_To be done_:
Find each line in the rows below that contains the word "roof", and copy those lines out.

Stored data
▶

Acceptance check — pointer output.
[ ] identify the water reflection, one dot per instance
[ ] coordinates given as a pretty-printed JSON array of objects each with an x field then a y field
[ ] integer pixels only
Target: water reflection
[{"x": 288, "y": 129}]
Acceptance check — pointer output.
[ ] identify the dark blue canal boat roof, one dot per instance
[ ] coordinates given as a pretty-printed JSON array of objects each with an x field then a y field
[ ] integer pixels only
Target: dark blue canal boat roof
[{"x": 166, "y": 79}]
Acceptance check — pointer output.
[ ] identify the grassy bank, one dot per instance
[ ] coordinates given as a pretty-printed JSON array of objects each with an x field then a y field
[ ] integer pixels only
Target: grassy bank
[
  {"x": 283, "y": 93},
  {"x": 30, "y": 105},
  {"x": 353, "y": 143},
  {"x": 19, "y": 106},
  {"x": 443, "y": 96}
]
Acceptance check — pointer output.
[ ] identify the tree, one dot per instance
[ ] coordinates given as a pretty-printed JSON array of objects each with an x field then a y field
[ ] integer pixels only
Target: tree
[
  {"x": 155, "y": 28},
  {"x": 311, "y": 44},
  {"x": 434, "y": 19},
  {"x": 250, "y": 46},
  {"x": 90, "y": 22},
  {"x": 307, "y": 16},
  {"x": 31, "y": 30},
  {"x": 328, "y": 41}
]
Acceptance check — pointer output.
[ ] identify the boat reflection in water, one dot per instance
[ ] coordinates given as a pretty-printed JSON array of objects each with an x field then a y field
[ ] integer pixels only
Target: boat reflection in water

◀

_Answer below_:
[ ] identify the dark blue canal boat roof, one dot per instance
Target: dark blue canal boat roof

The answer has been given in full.